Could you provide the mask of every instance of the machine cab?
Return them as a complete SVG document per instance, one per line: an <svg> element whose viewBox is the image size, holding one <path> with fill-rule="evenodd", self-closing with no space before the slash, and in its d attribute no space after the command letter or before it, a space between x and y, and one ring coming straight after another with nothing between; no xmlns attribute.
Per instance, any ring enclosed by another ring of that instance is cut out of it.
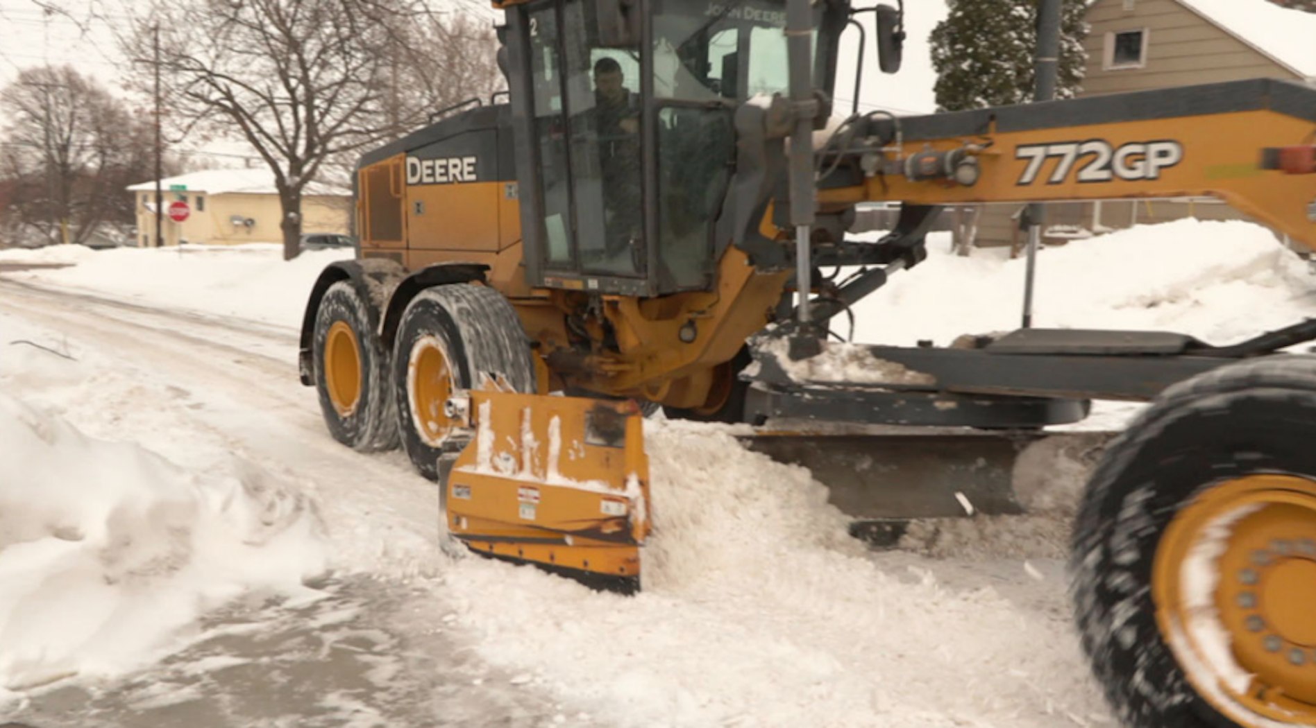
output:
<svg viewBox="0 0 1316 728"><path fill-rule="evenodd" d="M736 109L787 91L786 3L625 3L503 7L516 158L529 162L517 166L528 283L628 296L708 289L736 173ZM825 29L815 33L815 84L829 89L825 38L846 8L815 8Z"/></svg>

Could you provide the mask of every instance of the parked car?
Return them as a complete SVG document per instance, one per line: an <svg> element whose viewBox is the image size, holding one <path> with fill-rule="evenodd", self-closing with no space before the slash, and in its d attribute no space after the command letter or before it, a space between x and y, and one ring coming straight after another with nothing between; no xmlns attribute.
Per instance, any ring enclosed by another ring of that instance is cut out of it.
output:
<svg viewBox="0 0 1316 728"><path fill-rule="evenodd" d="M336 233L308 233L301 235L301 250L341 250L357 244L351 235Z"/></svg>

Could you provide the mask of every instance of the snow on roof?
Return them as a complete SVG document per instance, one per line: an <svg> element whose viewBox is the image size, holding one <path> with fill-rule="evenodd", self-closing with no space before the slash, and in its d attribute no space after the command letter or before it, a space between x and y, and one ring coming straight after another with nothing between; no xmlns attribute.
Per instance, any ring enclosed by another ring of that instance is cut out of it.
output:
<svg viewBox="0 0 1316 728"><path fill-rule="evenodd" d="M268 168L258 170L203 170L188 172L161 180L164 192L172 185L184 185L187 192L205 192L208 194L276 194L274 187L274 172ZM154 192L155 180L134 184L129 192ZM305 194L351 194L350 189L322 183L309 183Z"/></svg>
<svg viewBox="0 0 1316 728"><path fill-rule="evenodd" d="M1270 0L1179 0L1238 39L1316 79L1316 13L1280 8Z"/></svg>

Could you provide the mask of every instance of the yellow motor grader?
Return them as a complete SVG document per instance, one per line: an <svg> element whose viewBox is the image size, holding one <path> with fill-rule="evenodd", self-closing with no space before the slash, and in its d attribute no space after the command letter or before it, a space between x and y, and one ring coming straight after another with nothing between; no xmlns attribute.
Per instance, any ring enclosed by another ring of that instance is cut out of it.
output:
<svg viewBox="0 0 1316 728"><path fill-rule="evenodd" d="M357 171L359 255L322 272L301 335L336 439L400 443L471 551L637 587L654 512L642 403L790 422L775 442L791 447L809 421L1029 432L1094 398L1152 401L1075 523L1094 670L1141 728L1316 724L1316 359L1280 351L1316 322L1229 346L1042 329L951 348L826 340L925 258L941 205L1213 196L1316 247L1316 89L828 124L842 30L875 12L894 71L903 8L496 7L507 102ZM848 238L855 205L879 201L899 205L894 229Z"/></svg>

* * * * *

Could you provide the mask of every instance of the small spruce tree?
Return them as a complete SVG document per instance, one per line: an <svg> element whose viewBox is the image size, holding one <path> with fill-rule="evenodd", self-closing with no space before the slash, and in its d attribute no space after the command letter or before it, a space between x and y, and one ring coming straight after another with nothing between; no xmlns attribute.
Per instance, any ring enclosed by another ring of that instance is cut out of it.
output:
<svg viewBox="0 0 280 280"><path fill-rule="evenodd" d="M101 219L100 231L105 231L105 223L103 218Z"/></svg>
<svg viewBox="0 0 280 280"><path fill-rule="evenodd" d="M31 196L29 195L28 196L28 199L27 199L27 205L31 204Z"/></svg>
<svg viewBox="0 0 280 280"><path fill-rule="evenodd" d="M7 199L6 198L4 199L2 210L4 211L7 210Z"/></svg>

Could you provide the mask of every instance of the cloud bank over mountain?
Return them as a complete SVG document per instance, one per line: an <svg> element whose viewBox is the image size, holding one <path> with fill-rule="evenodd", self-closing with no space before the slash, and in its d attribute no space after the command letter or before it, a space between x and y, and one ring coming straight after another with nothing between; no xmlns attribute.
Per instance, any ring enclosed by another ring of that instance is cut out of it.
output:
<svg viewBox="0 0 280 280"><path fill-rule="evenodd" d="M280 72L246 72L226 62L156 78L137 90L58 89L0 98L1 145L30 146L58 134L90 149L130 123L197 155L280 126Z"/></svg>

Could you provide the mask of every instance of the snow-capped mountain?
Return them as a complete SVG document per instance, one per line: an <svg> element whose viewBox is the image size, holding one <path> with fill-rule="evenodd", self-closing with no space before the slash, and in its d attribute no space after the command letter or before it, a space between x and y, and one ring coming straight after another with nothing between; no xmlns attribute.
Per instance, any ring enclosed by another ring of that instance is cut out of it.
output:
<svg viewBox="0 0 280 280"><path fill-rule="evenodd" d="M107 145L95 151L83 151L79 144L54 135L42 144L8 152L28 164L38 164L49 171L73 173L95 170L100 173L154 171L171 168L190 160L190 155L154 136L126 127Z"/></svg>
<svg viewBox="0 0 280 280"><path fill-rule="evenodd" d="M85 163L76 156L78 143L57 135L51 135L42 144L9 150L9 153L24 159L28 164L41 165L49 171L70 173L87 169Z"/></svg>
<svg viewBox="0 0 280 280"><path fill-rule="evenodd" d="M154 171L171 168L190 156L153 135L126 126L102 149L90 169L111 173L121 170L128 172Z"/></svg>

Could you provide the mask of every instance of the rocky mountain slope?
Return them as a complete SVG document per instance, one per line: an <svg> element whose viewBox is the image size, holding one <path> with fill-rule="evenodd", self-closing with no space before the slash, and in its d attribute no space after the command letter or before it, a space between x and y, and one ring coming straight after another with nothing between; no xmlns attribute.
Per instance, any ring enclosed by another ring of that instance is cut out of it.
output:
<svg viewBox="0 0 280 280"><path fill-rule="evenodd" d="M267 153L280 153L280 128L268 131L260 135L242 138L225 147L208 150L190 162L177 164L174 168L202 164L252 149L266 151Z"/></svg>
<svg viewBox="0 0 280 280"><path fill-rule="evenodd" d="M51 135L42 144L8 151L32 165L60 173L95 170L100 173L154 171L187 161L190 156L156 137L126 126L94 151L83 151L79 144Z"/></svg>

* * * * *

# REQUIREMENT:
Rewrite the listing above as a numbered list, beginning at the line that contains "Could you provide the mask of every instance of the machine" and stopping after the line that contains "109L787 91L786 3L625", with both of those lines included and blank lines omitted. Leave the pictures out of your answer.

# FINAL RESULT:
1. Could you provide the mask of every instance of the machine cab?
2. Return them as a complete SVG document per instance, one per line: an <svg> element whose viewBox is the image size, holding one <path> with fill-rule="evenodd", self-closing with no space before the slash, and in its d attribute no space after the command letter or before it, a space between x and y, and one ring coming straight after another with nothing between; no xmlns attribute.
3. Per instance, any ring enclosed by another ring of that instance is cut out of it.
4. output:
5. <svg viewBox="0 0 1316 728"><path fill-rule="evenodd" d="M736 109L787 91L786 3L625 3L503 7L516 158L529 162L517 166L528 283L628 296L708 289L736 173ZM825 29L815 33L815 84L829 89L825 38L846 8L815 8Z"/></svg>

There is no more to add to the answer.